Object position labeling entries
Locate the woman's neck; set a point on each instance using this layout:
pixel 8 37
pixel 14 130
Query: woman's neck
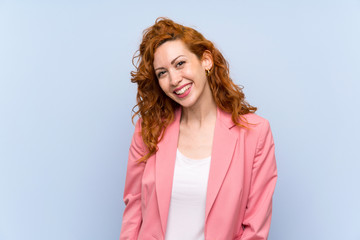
pixel 197 116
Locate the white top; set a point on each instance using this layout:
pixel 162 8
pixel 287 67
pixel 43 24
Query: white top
pixel 186 218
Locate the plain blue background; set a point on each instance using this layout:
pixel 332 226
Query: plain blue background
pixel 66 100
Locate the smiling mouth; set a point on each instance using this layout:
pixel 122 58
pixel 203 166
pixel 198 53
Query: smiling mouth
pixel 182 90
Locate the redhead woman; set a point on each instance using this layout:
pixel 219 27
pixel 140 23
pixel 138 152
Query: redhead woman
pixel 201 163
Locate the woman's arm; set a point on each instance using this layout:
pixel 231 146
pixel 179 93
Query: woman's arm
pixel 131 221
pixel 257 217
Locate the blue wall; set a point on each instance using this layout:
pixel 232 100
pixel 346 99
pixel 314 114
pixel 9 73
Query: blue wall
pixel 66 99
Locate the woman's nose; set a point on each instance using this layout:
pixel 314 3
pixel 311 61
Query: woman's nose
pixel 175 77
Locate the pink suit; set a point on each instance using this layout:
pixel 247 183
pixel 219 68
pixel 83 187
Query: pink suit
pixel 241 182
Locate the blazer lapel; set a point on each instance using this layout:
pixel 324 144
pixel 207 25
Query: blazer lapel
pixel 224 143
pixel 165 165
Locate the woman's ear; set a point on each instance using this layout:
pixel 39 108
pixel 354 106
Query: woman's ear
pixel 207 60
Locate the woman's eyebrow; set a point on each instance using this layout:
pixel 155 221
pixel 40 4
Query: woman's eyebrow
pixel 172 62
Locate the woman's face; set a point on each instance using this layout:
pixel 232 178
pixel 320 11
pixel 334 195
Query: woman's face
pixel 181 74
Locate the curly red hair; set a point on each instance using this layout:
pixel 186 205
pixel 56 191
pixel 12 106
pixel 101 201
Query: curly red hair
pixel 155 109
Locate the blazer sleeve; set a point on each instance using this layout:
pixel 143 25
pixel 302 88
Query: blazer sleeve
pixel 256 223
pixel 132 217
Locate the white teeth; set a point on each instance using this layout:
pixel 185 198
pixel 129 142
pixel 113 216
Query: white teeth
pixel 181 91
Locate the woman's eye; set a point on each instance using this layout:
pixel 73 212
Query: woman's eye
pixel 160 74
pixel 180 63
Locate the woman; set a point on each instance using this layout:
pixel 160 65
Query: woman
pixel 201 163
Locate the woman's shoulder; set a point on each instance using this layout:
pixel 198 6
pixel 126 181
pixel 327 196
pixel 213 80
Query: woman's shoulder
pixel 252 119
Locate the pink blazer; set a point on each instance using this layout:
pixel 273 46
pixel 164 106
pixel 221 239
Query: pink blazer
pixel 241 182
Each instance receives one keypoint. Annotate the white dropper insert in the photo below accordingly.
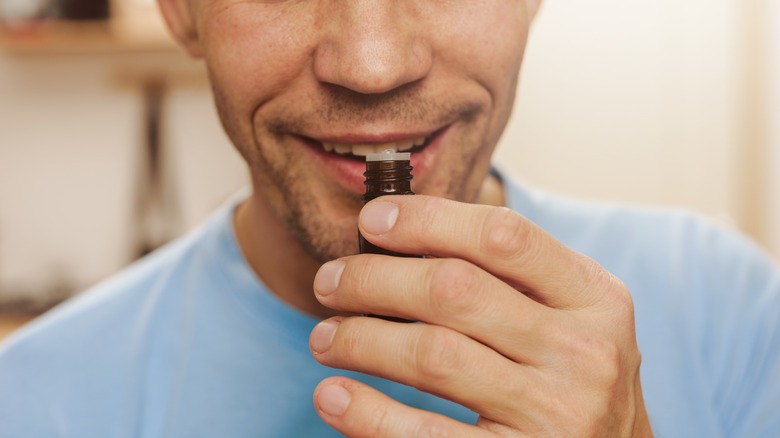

*WHAT YOU NEED TO DO:* Tally the lines in the listing that contain the string “curly”, with case counting, and give only the number.

*REPLY TO THE EXERCISE:* 2